#### [Brief]
Copy the dictionary-splitting question from "d = dict(item.split('(')" to "dictionary type ...?", changing "solution" to "fix".

═════ Page ═════

Splitting bracket-separated string to a dictionary

Question

I want to make this string to be dictionary.

s = 'SEQ(A=1%B=2)OPS(CC=0%G=2)T1(R=N)T2(R=Y)'

Following

{'SEQ':'A=1%B=2', 'OPS':'CC=0%G=2', 'T1':'R=N', 'T2':'R=Y'}

I tried this code

d = dict(item.split('(') for item in s.split(')'))

But an error occurred

ValueError: dictionary update sequence element #4 has length 1; 2 is required

I know why this error occurred, the solution is deleting bracket of end

s = 'SEQ(A=1%B=2)OPS(CC=0%G=2)T1(R=N)T2(R=Y'

But it is not good for me. Any other good solution to make this string to be dictionary type ...?

═════ Given records ═════

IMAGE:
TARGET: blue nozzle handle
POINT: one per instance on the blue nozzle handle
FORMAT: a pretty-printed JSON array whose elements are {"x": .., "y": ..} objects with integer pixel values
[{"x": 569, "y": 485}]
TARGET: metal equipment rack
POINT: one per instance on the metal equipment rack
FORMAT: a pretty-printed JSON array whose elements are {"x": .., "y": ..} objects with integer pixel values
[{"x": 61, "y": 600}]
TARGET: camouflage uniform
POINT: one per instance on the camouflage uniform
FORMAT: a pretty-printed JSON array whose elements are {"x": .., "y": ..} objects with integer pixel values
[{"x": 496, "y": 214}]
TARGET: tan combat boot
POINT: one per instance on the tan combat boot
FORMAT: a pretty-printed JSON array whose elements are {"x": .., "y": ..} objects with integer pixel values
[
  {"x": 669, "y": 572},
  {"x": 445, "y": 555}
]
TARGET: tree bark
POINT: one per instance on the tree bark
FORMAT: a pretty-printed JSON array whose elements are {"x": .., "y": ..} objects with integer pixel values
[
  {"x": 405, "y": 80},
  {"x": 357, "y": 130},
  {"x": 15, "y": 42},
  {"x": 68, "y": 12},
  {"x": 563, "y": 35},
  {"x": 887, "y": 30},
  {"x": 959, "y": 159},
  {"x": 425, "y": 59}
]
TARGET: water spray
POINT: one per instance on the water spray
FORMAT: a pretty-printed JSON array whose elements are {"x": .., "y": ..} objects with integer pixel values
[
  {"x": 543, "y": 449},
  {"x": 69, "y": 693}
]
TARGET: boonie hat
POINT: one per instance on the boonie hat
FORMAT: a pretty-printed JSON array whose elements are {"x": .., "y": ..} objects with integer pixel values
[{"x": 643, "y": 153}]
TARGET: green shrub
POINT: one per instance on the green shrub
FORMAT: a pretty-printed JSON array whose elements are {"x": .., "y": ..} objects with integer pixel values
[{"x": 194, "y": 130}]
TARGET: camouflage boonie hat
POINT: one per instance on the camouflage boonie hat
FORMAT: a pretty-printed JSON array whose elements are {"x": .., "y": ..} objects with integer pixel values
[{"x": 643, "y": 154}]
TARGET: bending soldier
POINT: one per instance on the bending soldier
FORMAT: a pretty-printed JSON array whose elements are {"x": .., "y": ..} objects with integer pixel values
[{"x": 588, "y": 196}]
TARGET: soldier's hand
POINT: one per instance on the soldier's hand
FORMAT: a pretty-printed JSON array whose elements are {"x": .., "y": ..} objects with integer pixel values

═════

#### [Exercise solution]
d = dict(item.split('(') for item in s.split(')'))

But an error occurred

ValueError: dictionary update sequence element #4 has length 1; 2 is required

I know why this error occurred, the fix is deleting bracket of end

s = 'SEQ(A=1%B=2)OPS(CC=0%G=2)T1(R=N)T2(R=Y'

But it is not good for me. Any other good fix to make this string to be dictionary type ...?